╭─ GIVEN ENTRIES

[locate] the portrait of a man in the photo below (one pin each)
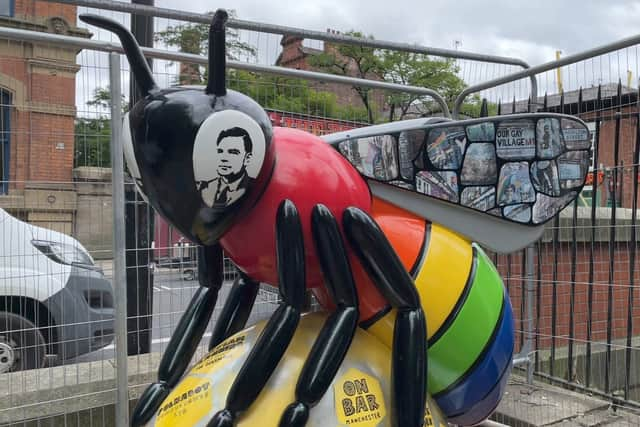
(234, 150)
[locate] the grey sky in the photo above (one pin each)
(532, 30)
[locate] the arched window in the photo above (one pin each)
(7, 7)
(5, 138)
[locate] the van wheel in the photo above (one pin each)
(22, 345)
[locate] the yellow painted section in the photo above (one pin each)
(187, 404)
(358, 396)
(358, 399)
(440, 282)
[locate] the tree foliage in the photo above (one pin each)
(403, 68)
(193, 38)
(353, 61)
(292, 95)
(92, 139)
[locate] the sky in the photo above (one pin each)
(532, 31)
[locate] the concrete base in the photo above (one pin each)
(84, 394)
(539, 404)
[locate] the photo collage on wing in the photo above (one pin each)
(523, 169)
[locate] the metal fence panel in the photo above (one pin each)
(574, 293)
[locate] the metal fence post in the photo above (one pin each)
(119, 270)
(529, 295)
(524, 356)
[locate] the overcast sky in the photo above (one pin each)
(532, 31)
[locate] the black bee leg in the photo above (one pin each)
(337, 333)
(278, 332)
(236, 309)
(185, 338)
(409, 366)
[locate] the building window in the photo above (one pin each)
(7, 7)
(5, 136)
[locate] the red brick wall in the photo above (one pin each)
(626, 149)
(511, 270)
(33, 8)
(35, 134)
(48, 163)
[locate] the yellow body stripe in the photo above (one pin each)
(440, 282)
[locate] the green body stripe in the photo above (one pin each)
(458, 348)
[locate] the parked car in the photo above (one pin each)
(54, 300)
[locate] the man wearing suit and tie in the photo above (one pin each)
(234, 151)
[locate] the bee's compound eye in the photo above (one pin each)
(130, 156)
(228, 154)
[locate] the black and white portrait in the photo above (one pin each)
(227, 156)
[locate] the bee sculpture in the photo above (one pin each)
(378, 222)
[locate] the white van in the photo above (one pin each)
(54, 300)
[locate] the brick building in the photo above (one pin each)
(295, 55)
(615, 114)
(37, 91)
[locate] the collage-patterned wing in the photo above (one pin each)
(505, 174)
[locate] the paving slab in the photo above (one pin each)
(539, 404)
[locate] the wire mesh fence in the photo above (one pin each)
(56, 137)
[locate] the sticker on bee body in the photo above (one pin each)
(575, 135)
(445, 147)
(479, 166)
(549, 141)
(516, 140)
(514, 185)
(374, 157)
(443, 185)
(479, 198)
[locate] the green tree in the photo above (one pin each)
(414, 69)
(292, 95)
(404, 68)
(353, 61)
(193, 38)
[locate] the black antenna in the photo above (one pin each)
(137, 62)
(217, 54)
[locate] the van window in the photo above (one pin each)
(7, 7)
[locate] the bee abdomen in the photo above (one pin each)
(469, 325)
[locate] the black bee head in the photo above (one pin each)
(199, 154)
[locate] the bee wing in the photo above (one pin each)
(496, 180)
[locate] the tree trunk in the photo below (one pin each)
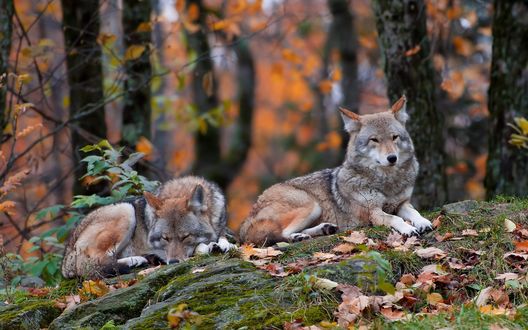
(137, 110)
(6, 28)
(402, 27)
(507, 167)
(342, 37)
(83, 61)
(208, 155)
(242, 139)
(209, 161)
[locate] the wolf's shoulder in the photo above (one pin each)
(321, 177)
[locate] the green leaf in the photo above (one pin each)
(49, 212)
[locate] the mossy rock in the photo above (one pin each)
(31, 314)
(231, 294)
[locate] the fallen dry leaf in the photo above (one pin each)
(434, 268)
(148, 271)
(198, 270)
(509, 226)
(96, 288)
(482, 298)
(445, 237)
(437, 221)
(248, 252)
(434, 299)
(407, 279)
(431, 252)
(507, 276)
(394, 239)
(344, 248)
(392, 314)
(455, 263)
(324, 256)
(324, 283)
(356, 237)
(521, 246)
(469, 232)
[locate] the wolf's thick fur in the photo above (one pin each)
(373, 185)
(188, 215)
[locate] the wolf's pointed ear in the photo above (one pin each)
(351, 120)
(196, 203)
(399, 109)
(152, 200)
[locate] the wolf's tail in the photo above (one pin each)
(263, 232)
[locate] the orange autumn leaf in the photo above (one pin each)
(145, 146)
(193, 12)
(521, 246)
(454, 85)
(325, 86)
(413, 51)
(290, 56)
(462, 46)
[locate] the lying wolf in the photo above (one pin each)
(187, 216)
(373, 185)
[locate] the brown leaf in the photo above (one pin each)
(469, 232)
(445, 237)
(521, 246)
(344, 248)
(392, 314)
(208, 83)
(408, 279)
(324, 256)
(483, 296)
(356, 237)
(413, 51)
(434, 299)
(431, 252)
(437, 221)
(507, 276)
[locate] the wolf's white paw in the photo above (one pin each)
(134, 261)
(297, 237)
(222, 246)
(202, 248)
(422, 224)
(405, 229)
(328, 228)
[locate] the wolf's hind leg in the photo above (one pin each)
(132, 262)
(321, 229)
(378, 217)
(302, 218)
(222, 246)
(408, 212)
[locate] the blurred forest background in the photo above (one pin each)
(245, 93)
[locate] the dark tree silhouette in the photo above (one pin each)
(6, 29)
(137, 110)
(85, 77)
(209, 161)
(508, 98)
(402, 28)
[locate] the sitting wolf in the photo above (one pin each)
(187, 216)
(373, 185)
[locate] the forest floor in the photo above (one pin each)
(468, 273)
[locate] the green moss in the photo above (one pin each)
(306, 249)
(31, 314)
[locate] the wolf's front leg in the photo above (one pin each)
(408, 212)
(222, 246)
(380, 218)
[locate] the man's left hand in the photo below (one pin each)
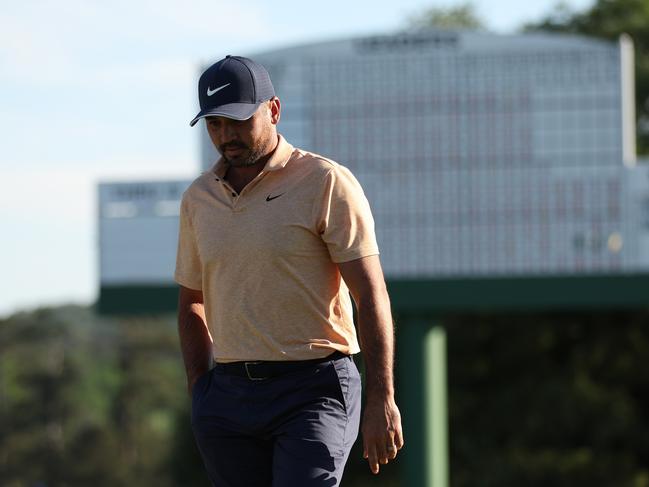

╰─

→ EXERCISE DESCRIPTION: Transcribe the whole listing above exactly and leave out the pictures.

→ TASK OUTPUT:
[locate] the portrait of a man in the photo below (one pin each)
(234, 150)
[locate] the grey sky in the photo above (one pin each)
(532, 30)
[locate] the arched window in the photo above (one pin each)
(7, 7)
(5, 138)
[locate] the van wheel in the photo above (one pin each)
(22, 345)
[locate] the yellow painted section in the photo above (one pin each)
(187, 404)
(358, 396)
(358, 399)
(440, 282)
[locate] the tree foliage in the photo above (one pin each)
(403, 68)
(193, 38)
(353, 61)
(292, 95)
(92, 139)
[locate] the sky in the photo above (one pin each)
(532, 31)
[locate] the concrete base in the photo above (one pin each)
(84, 394)
(539, 404)
[locate] the photo collage on wing in the photo above (one pin each)
(523, 169)
[locate] the metal fence panel in the photo above (one pin each)
(574, 293)
[locate] the metal fence post in the photo above (one pin each)
(119, 270)
(529, 295)
(524, 356)
[locate] the overcast sky in the photo above (one pin each)
(532, 31)
[locate] the black bee leg in the photo above (one pin each)
(337, 333)
(278, 332)
(236, 309)
(185, 338)
(409, 366)
[locate] the building window in the photo above (one pin each)
(7, 7)
(5, 136)
[locate] the red brick wall in the photo above (one pin each)
(626, 149)
(511, 270)
(33, 8)
(35, 134)
(48, 163)
[locate] the yellow body stripe in the photo above (one pin each)
(440, 282)
[locate] the green body stripe in the photo above (one pin each)
(458, 348)
[locate] the parked car in the photo above (one pin each)
(54, 300)
[locate] the man wearing suit and tie in the photo above (one pin each)
(234, 151)
[locate] the bee's compound eye in the photo above (one pin each)
(130, 156)
(228, 154)
[locate] the black and white portrait in the photo above (one pin each)
(227, 156)
[locate] the bee sculpture in the photo above (one pin each)
(378, 222)
[locate] the white van in the photo above (one pin each)
(54, 300)
[locate] the brick building in the photo above (one pin each)
(295, 55)
(615, 114)
(37, 91)
[locate] the collage-patterned wing in the photo above (one pin each)
(505, 174)
[locate] the paving slab in the photo above (one pin each)
(539, 404)
[locate] the wire mesh fence in the photo above (one pin each)
(56, 137)
[locate] the sticker on bee body in the photo above (one pin each)
(575, 135)
(445, 147)
(479, 166)
(549, 141)
(516, 140)
(514, 185)
(374, 157)
(443, 185)
(479, 198)
[locate] the green tree in the photo above (one pin each)
(414, 69)
(292, 95)
(404, 68)
(353, 61)
(193, 38)
[locate] the black antenna in the photo above (one pin each)
(137, 62)
(217, 54)
[locate] the van window in the photo above (one pin each)
(7, 7)
[locate] the bee abdomen in the photo above (one pin each)
(469, 325)
[locate] the black bee head in the photo above (one pin each)
(199, 154)
[locate] the bee wing in the photo above (one pin each)
(496, 180)
[locate] the tree trunk in the photo below (one pin each)
(137, 110)
(6, 28)
(402, 27)
(507, 167)
(342, 37)
(83, 61)
(208, 155)
(242, 139)
(209, 161)
[locate] the wolf's shoulder in the photo above (one pin each)
(321, 177)
[locate] the green leaf in the photo above (one pin each)
(49, 212)
[locate] the mossy rock in the photo above (one pin each)
(31, 314)
(231, 294)
[locate] the fallen dry leaf in the photo above (one pin each)
(434, 268)
(148, 271)
(198, 270)
(509, 226)
(96, 288)
(482, 298)
(445, 237)
(437, 221)
(248, 252)
(434, 299)
(407, 279)
(431, 252)
(507, 276)
(394, 239)
(344, 248)
(392, 314)
(455, 263)
(324, 256)
(324, 283)
(356, 237)
(521, 246)
(469, 232)
[locate] the wolf's thick fur in the photo above (one pin each)
(373, 185)
(188, 215)
[locate] the wolf's pointed ear in the photo above (one pin each)
(351, 120)
(196, 203)
(399, 109)
(152, 200)
[locate] the wolf's tail in the photo above (one pin each)
(263, 232)
[locate] the orange autumn leaf in the photo above (one pin each)
(145, 146)
(193, 12)
(521, 246)
(454, 85)
(325, 86)
(413, 51)
(290, 56)
(462, 46)
[locate] the lying wolf in the photo above (one pin each)
(187, 216)
(373, 185)
[locate] the brown leaf in the photo above (one pin each)
(469, 232)
(445, 237)
(521, 246)
(344, 248)
(392, 314)
(208, 83)
(408, 279)
(324, 256)
(483, 296)
(356, 237)
(413, 51)
(434, 299)
(431, 252)
(437, 221)
(507, 276)
[locate] the wolf's white paw in the photo above (one pin each)
(134, 261)
(297, 237)
(222, 246)
(202, 248)
(422, 224)
(405, 229)
(328, 228)
[locate] the wolf's hind leg in the photo above (one pin each)
(132, 262)
(321, 229)
(378, 217)
(302, 218)
(222, 246)
(408, 212)
[locate] the blurred forest background in the photo above (one pin each)
(245, 93)
[locate] the dark tree silhouette in the photo above (one pin each)
(6, 29)
(137, 110)
(85, 77)
(209, 161)
(508, 98)
(402, 28)
[locate] the sitting wolf in the photo above (one pin each)
(187, 216)
(373, 185)
[locate] the forest floor in the photo above (one pin each)
(468, 273)
[locate] the green moss in the photo above (one pin each)
(306, 249)
(31, 314)
[locate] the wolf's front leg in the photo above (one pin each)
(408, 212)
(222, 246)
(380, 218)
[locate] the man's left hand in the photo below (one pin each)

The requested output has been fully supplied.